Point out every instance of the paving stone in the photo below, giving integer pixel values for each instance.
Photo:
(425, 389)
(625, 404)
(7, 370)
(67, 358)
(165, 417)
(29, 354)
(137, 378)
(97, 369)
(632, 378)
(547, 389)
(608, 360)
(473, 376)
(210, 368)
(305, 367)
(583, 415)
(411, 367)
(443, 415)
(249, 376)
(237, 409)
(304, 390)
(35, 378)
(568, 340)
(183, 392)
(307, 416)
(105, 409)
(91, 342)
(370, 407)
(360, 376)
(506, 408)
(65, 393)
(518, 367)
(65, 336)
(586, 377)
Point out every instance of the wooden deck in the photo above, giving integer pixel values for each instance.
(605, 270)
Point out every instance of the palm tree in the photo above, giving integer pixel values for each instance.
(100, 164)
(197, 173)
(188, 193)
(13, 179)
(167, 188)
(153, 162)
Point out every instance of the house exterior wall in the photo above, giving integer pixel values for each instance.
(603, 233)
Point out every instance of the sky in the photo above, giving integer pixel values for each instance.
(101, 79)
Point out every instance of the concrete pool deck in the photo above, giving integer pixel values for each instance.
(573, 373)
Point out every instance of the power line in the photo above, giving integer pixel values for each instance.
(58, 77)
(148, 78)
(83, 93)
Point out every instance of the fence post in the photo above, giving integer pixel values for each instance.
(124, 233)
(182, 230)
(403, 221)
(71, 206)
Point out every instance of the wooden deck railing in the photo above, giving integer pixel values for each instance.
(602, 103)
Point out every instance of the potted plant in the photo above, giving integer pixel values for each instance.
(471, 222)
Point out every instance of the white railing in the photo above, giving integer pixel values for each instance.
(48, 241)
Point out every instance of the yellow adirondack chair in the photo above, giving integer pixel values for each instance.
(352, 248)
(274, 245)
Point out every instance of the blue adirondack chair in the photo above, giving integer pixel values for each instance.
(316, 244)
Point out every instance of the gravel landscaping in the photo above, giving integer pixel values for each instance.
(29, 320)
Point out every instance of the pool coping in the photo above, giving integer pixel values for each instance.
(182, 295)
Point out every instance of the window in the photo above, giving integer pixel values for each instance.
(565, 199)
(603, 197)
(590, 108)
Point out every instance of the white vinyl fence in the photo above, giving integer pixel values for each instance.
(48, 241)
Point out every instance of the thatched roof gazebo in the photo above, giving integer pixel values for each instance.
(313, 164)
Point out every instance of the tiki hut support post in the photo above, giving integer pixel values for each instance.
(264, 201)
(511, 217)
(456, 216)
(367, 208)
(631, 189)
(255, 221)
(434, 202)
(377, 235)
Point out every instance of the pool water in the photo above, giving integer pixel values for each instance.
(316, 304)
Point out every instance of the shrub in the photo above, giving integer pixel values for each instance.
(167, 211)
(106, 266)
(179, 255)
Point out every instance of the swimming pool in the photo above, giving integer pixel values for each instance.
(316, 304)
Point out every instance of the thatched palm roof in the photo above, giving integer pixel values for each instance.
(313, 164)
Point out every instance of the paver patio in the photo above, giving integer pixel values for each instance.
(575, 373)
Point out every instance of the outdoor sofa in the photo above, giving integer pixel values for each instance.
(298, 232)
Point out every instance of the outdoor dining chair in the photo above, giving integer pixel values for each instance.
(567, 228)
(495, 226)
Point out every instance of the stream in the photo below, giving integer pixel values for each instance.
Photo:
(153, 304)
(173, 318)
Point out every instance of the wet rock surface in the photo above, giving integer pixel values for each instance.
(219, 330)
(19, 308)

» **Action item**:
Nothing in the records should be left out; write all of them out again exactly.

» **Answer section**:
Point out every instance of the paving stone in the photo below, giving integer pixel values for each instance.
Photo:
(425, 389)
(625, 404)
(7, 370)
(67, 358)
(165, 417)
(29, 354)
(137, 378)
(97, 369)
(632, 378)
(547, 389)
(608, 360)
(473, 376)
(210, 368)
(305, 367)
(583, 415)
(411, 367)
(443, 415)
(249, 376)
(237, 409)
(304, 390)
(35, 378)
(568, 340)
(183, 392)
(307, 416)
(105, 409)
(91, 342)
(370, 407)
(360, 376)
(506, 408)
(65, 393)
(518, 367)
(65, 336)
(586, 377)
Point out every instance of the wooden deck in the photo above, giving integer pixel values for each instance.
(605, 270)
Point out every instance of the palm tree in the photo above, giving integer pixel values for each instance.
(100, 164)
(197, 173)
(188, 193)
(13, 179)
(167, 188)
(153, 162)
Point out every instance of the house exterior wall in the photo above, giving integer pixel values for each instance.
(603, 233)
Point out every instance of the sky in the photo above, giving integer pixel values for each instance.
(101, 79)
Point out every instance of the concrete pool deck in the photo above, giving integer pixel values for each instance.
(573, 373)
Point out every instance of the power line in the photo above, giving integer pixel values for each instance.
(58, 77)
(148, 78)
(83, 93)
Point out every instance of the fence post in the photo above, giving integer pixel values for each instance.
(124, 233)
(182, 230)
(403, 221)
(71, 206)
Point out every instance of the wooden deck railing in the photo above, giving integer pixel values for each instance.
(602, 103)
Point out every instance of the potted plant in the photo above, giving integer pixel values for each instance.
(471, 222)
Point out every instance of the white railing in the photo above, giving integer pixel values for each instance.
(48, 241)
Point out every instance of the yellow adirondack chair in the photo above, giving integer pixel values for each instance.
(352, 248)
(274, 245)
Point out every instance of the blue adirondack chair in the photo above, giving integer pixel values for each instance.
(316, 244)
Point out every instance of the gravel landscaping in the photo above, giving integer pixel values for each instance.
(29, 320)
Point out every instance of the pool coping in the photo above, giving integer pixel values for each instance.
(182, 295)
Point out every instance of the window in the photo above, giving integer pixel values for each instance.
(565, 199)
(603, 197)
(590, 108)
Point out every instance of the white vinyl fence in the photo above, giving integer pixel values for each instance.
(48, 241)
Point out every instance of the thatched roof gazebo in the photo above, giving integer pixel values for each instance.
(313, 164)
Point out every instance of the tiki hut support post in the photo above, giving integer pixel values for each instance.
(264, 201)
(511, 217)
(456, 216)
(367, 208)
(631, 189)
(255, 221)
(434, 202)
(377, 235)
Point out every instance of the pool water in the photo above, giving integer pixel values for each instance.
(316, 304)
Point out every instance of the shrub in the photo above, giving integer pixel values for each instance.
(167, 211)
(106, 266)
(179, 255)
Point out every instance of the swimming pool in the photo above, giving integer pixel values for each instance.
(316, 304)
Point out every instance of the thatched palm roof in the photo above, giving integer pixel values for each instance.
(313, 164)
Point out every instance of the paver patio in the photo above, giving integer pixel values for each instance.
(575, 373)
Point out every instance of the outdoor sofa in the photo above, giving integer pixel values for each instance.
(298, 232)
Point out every instance of the outdoor dining chair in the photo above, giving integer pixel values for each instance.
(567, 228)
(495, 226)
Point out every instance of the stream in the photo below, giving integer pixel values for each instance.
Photo:
(153, 304)
(173, 318)
Point out every instance of the wet rock surface in the photo above, giving integer pixel values for each instance.
(219, 330)
(19, 308)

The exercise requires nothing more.